▸ Work instructions:
Answer these questions using the news report on Japanese Encephalitis in Himachal:
1. Which hospital are the two children who tested positive being treated in?
2. Where were the children's samples sent to rule out Nipah?
3. How many JE cases and deaths has India seen since 2010?

===== Text provided =====

Tribune News Service
New Delhi, June 5
The Centre on Tuesday confirmed the outbreak of Japanese Encephalitis in Himachal, with two children from Solan district testing positive for the mosquito-borne viral infection of the brain.
Both children are currently in Indira Gandhi Medical Hospital, Shimla. One, a 3-year-old boy from Dharampur is critical and on ventilator support. The other, a 6-year-old boy from Dhalli is also under intensive care. Seven Solan kids were referred to the IGMC, Shimla, with symptoms of viral infection, but five were discharged.
Health Secretary Preeti Sudan told The Tribune that she had spoken to the state’s Principal Secretary, Health, and directed teams from the National Centre for Disease Control and the National Vector-Borne Disease Control Programme to be sent to Himachal for detailed investigations into cause of the infection.
State surveillance officer under the Integrated Disease Control Programme had spotted symptoms of febrile illness in seven children of Solan district and referred them to the IGMC, Shimla, for suspecting Nipah virus. Their samples were sent to the National Institute of Virology, Pune, to rule out Nipah. Two of these instead tested positive for JE.
“Blood samples of these two children have tested positive for JE. We have now sent their cerebro spinal fluid samples to the NIV, Pune, for further investigation,” a Health Ministry official said.
Himachal has never reported JE. This is the first time the state has seen cases of the virus which kills 220 children under 15 pan-India every year on an average.
The highest mortality rate from JE is in Uttar Pradesh where children’s deaths in Gorakhpur recently sent shock waves all over the country. These deaths were primarily attributed to JE aggravated by poor healthcare facilities.
Since 2010, India has seen 10,893 JE cases and 1,756 deaths, a mortality rate of 17 per cent.
JE has no cure. There’s a preventive vaccine the government now offers under routine immunisation plan. The management of JE-infected children to minimise chances of death is the main line of care.

===== Listed records =====

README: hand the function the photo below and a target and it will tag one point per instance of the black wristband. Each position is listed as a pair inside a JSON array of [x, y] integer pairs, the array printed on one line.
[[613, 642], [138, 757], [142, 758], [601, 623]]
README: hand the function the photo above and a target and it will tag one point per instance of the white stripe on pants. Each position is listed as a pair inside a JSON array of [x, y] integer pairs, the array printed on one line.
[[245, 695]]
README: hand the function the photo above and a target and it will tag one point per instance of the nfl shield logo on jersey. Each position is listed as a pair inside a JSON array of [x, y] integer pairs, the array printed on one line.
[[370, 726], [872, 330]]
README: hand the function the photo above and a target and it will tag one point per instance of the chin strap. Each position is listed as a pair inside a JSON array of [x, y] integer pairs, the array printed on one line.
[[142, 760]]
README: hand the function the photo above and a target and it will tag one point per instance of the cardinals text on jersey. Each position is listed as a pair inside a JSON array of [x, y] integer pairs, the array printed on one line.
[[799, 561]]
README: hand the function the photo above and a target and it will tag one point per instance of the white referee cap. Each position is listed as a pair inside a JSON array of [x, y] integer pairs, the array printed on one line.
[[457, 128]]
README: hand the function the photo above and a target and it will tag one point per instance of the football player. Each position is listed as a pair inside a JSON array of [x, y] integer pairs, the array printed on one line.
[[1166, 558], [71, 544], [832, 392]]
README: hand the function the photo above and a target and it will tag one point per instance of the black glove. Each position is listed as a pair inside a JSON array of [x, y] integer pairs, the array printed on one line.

=====

▸ Response area:
1. Indira Gandhi Medical Hospital, Shimla.
2. The National Institute of Virology, Pune.
3. 10,893 cases and 1,756 deaths.